### TEKS BACAAN
* * * * * * *

Lebih dulu, penting kita pahami makna rizki. Pasalnya, selama ini, rizki sering dimaknai sekadar aneka rupa benda: uang atau makanan. Tidak jarang, kesehatan, kesempatan, bahkan hidayah kita sangka bukan rizki.
Kata “rizki” berasal dari bahasa Arab: razaqa yarzuqu rizqun. Dalam kamus Maqayis Al-Lughah karya Ibu Faris, rizqun artinya segala pemberian Allah kepada kita. Sementara Abu Al-Baqa Al-Kafawi, dalam Al-Kulliyyat, mendefinisikan rizki adalah segala karunia yang dapat dimanfaatkan, baik yang bisa dimakan atau tidak bisa dimakan.
Itulah makna rizki. Makanya, dalam Kamus Besar Bahasa Indonesia (KBBI), rizki didefinisikan segala sesuatu pemberian Tuhan yang dipakai untuk memelihara kehidupan. Dengan demikian, banyak rizki yang bukan berwujud materi atau benda.
Al-Qur’an sendiri puluhan kali menyebut rizki. Tidak seluruhnya bermakna materi atau benda. “Dan orang-orang yang berhijrah di jalan Allah, kemudian terbunuh atau mati, maka Allah akan berikan rizki yang baik.” Makna rizki di situ ialah surga. Ayat setelahnya, “…wa innallaha la huwa khairurraziqin,” artinya ialah “…sungguh Allah adalah sebaik-baik pemberi pahala.” (Qs Al-Hajj [22]: 58).

* * * * * * *

### DATA TERSIMPAN

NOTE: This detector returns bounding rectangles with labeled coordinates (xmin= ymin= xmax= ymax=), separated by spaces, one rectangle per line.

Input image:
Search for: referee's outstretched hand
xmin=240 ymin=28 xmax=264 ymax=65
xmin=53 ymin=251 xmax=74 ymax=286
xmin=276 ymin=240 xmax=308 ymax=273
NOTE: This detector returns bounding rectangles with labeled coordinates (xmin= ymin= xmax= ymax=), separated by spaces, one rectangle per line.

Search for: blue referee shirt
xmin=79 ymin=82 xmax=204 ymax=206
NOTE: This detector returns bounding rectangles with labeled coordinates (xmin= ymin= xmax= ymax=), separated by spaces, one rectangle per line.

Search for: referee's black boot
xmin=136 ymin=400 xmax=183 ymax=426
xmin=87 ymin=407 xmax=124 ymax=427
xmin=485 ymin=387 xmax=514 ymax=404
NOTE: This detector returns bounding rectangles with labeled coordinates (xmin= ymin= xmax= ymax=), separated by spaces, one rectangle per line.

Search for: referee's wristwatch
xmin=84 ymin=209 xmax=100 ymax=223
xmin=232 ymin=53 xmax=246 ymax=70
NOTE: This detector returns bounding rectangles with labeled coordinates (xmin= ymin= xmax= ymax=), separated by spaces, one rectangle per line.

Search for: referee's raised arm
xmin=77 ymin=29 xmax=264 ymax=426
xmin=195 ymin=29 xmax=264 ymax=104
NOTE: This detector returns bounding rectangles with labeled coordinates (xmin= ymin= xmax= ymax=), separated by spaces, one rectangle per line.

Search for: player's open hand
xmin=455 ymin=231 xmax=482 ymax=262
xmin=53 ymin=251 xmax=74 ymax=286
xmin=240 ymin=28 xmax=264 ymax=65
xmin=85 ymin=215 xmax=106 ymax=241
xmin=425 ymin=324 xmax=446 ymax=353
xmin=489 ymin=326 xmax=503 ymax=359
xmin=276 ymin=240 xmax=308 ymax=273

* * * * * * *

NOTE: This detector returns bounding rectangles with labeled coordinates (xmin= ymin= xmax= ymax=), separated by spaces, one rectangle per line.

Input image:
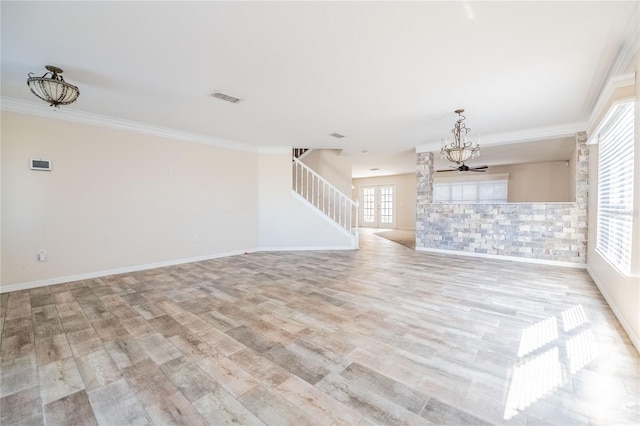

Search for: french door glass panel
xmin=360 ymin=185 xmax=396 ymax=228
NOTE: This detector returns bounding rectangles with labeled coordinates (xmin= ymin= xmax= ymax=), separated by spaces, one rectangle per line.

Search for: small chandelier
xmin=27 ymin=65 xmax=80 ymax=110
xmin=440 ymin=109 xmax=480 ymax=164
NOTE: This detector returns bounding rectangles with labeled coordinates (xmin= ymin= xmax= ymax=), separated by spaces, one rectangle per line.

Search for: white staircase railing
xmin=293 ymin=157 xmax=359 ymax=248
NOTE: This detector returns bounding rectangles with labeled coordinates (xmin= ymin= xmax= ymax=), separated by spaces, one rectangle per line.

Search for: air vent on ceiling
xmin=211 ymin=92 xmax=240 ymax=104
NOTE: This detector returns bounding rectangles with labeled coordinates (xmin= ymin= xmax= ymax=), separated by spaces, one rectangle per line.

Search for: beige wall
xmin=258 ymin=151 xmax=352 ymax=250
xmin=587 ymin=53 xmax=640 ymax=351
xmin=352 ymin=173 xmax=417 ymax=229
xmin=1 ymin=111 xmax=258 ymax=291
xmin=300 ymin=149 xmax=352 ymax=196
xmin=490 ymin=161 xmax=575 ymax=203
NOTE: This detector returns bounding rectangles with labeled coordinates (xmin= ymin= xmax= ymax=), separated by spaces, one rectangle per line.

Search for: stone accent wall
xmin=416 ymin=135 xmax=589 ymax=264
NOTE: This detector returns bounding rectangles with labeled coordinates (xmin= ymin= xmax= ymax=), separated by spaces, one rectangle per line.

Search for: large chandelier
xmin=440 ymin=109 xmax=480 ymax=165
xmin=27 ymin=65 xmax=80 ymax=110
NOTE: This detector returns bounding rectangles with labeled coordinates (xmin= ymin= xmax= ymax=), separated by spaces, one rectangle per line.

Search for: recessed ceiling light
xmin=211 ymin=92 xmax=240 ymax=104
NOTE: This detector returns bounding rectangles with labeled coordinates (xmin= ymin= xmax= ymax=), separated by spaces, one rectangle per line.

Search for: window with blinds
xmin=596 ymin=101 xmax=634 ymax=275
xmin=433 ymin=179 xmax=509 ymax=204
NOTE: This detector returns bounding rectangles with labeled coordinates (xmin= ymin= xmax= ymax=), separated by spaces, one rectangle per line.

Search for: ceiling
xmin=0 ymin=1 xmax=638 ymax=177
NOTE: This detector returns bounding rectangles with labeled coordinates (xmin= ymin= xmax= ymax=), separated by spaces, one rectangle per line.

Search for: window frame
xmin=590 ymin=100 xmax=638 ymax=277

* * * * * * *

### SOAL UNTUK DISELESAIKAN
Tuliskan kembali seluruh teks tentang makna rizki tanpa mengubah satu kata atau tanda baca pun.

### JAWABAN LATIHAN INI
Lebih dulu, penting kita pahami makna rizki. Pasalnya, selama ini, rizki sering dimaknai sekadar aneka rupa benda: uang atau makanan. Tidak jarang, kesehatan, kesempatan, bahkan hidayah kita sangka bukan rizki.
Kata “rizki” berasal dari bahasa Arab: razaqa yarzuqu rizqun. Dalam kamus Maqayis Al-Lughah karya Ibu Faris, rizqun artinya segala pemberian Allah kepada kita. Sementara Abu Al-Baqa Al-Kafawi, dalam Al-Kulliyyat, mendefinisikan rizki adalah segala karunia yang dapat dimanfaatkan, baik yang bisa dimakan atau tidak bisa dimakan.
Itulah makna rizki. Makanya, dalam Kamus Besar Bahasa Indonesia (KBBI), rizki didefinisikan segala sesuatu pemberian Tuhan yang dipakai untuk memelihara kehidupan. Dengan demikian, banyak rizki yang bukan berwujud materi atau benda.
Al-Qur’an sendiri puluhan kali menyebut rizki. Tidak seluruhnya bermakna materi atau benda. “Dan orang-orang yang berhijrah di jalan Allah, kemudian terbunuh atau mati, maka Allah akan berikan rizki yang baik.” Makna rizki di situ ialah surga. Ayat setelahnya, “…wa innallaha la huwa khairurraziqin,” artinya ialah “…sungguh Allah adalah sebaik-baik pemberi pahala.” (Qs Al-Hajj [22]: 58).